● **LISTE DES TÂCHES**:
(1) Traduisez en anglais la phrase suivante du texte source : « L'activité économique qui repose en grande partie sur le tourisme est devenue presque inexistante. »
(2) Relevez tous les villages dont le texte source signale l'isolement à la suite de l'éboulement sur la RD 2205.

● **TEXTE SOURCE**:
•••

FICHE QUESTION
11ème législature
Question N° : 1155  de  M.   Estrosi Christian ( Rassemblement pour la République - Alpes-Maritimes ) QOSD
Ministère interrogé :  intérieur
Ministère attributaire :  intérieur
Question publiée au JO le :  05/06/2000  page :  3334
Réponse publiée au JO le :  07/06/2000  page :  4862
Rubrique :  voirie
Tête d'analyse :  RD 2205
Analyse :  éboulements. désenclavement. vallée de la Tinée. Alpes-Maritimes
Texte de la QUESTION : M. Christian Estrosi appelle l'attention de M. le ministre de l'intérieur sur l'isolement des villages de Saint-Etienne-de-Tinée, Isola et Saint-Dalmas-le-Selvage, à la suite de l'éboulement, le 13 mai dernier, intervenu sur la RD 2205 dans la vallée de la Tinée, dans le département des Alpes-Maritimes. Les seuls accès ouverts depuis pour rejoindre ces villages doivent emprunter des cols de montagne, l'un relié au territoire italien et l'autre, le col de la Bonette à 2 800 mètres d'altitude, relié au département des Alpes-de-Haute-Provence. La durée du trajet pour accéder à ces villages depuis Nice est désormais de 4 heures en véhicule léger et de 8 heures en autobus. 3 000 personnes se trouvent donc aujourd'hui dans une situation de quasi-enclavement. L'activité économique qui repose en grande partie sur le tourisme est devenue presque inexistante. Les services publics ne sont plus assurés. Face à cette situation de crise, les populations ressentent un sentiment d'abandon de la part de l'Etat. Les élus ont adressé au Gouvernement deux propositions : le classement en zone sinistrée et la mobilisation d'un hélicoptère lourd de l'armée pour assurer des transports quotidiens pour les personnes et pour les denrées de première nécessité. Il souhaiterait connaître les intentions de l'Etat sur ces deux requêtes, essentielles pour la survie de ces villages.

•••

● **DONNÉES FOURNIES**:
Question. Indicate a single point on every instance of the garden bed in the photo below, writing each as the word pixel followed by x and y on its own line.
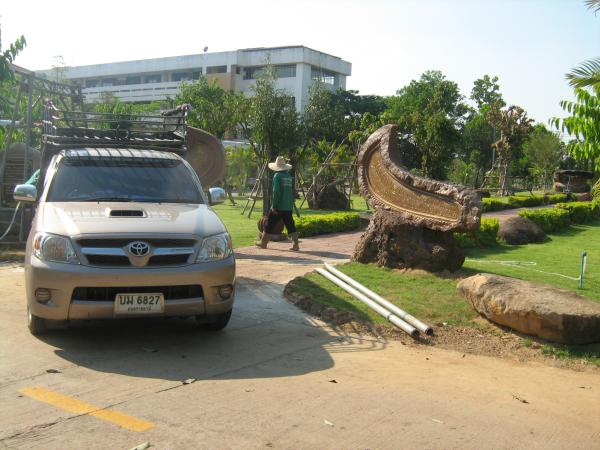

•••

● **RÉPONSES**:
(1) Economic activity, which relies largely on tourism, has become almost nonexistent.

(2)
- Saint-Etienne-de-Tinée
- Isola
- Saint-Dalmas-le-Selvage